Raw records
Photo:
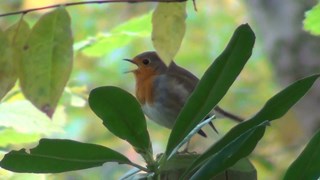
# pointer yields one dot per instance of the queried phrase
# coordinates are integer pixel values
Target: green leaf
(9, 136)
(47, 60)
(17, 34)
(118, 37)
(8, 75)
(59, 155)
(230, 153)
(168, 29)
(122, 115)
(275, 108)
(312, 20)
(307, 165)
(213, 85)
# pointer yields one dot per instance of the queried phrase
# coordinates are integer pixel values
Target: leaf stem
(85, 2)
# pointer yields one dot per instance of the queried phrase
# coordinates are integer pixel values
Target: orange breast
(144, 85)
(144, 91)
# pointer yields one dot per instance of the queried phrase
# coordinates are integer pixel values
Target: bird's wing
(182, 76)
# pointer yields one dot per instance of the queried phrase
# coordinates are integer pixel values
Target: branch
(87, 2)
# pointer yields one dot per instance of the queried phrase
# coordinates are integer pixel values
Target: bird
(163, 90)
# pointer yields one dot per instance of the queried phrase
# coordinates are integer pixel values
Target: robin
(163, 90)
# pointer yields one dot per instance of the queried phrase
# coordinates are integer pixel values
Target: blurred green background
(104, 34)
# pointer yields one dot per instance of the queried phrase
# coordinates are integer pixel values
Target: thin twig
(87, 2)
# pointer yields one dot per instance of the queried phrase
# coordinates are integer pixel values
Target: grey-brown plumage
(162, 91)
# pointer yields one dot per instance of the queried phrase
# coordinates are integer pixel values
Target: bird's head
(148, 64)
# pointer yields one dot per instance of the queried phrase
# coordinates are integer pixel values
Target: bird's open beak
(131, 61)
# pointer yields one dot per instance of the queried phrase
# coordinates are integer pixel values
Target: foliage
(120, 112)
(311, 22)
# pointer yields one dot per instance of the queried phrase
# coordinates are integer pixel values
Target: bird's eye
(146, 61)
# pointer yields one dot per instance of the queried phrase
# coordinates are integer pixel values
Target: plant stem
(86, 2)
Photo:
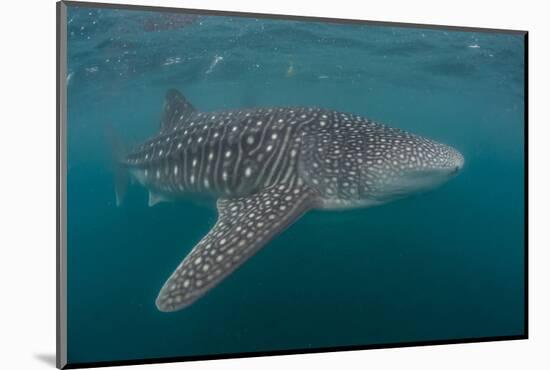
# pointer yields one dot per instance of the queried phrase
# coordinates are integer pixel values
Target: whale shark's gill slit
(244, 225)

--

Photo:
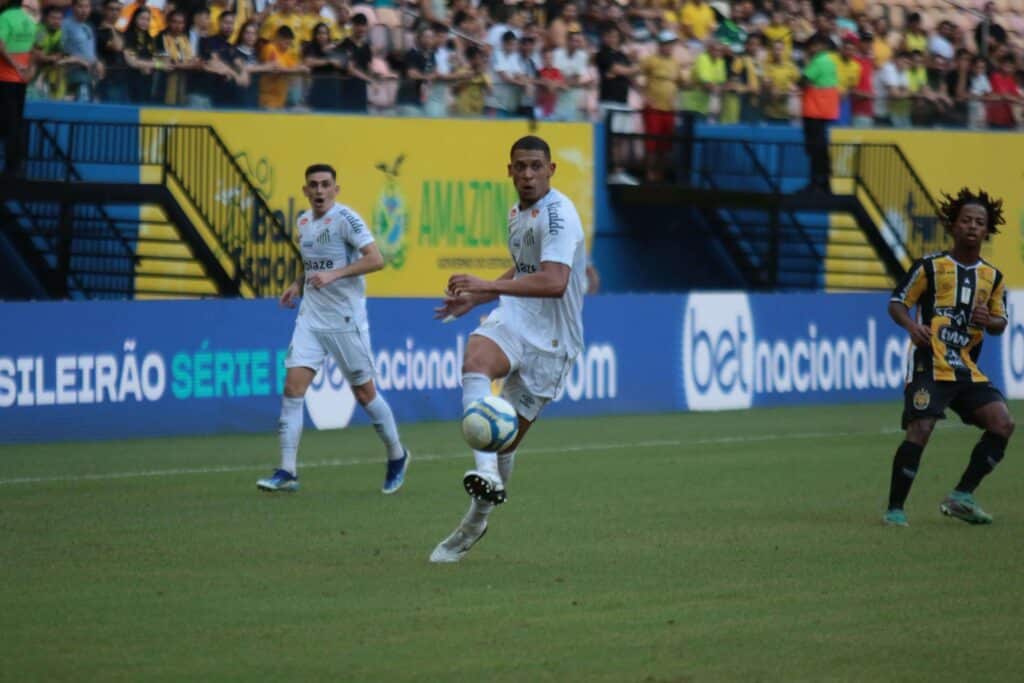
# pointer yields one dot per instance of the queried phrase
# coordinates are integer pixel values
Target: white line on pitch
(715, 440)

TASK TO COMPLETE: How many lines of the entries above contain the string "green"? Reply with the number alone.

SOLUTION BELOW: 2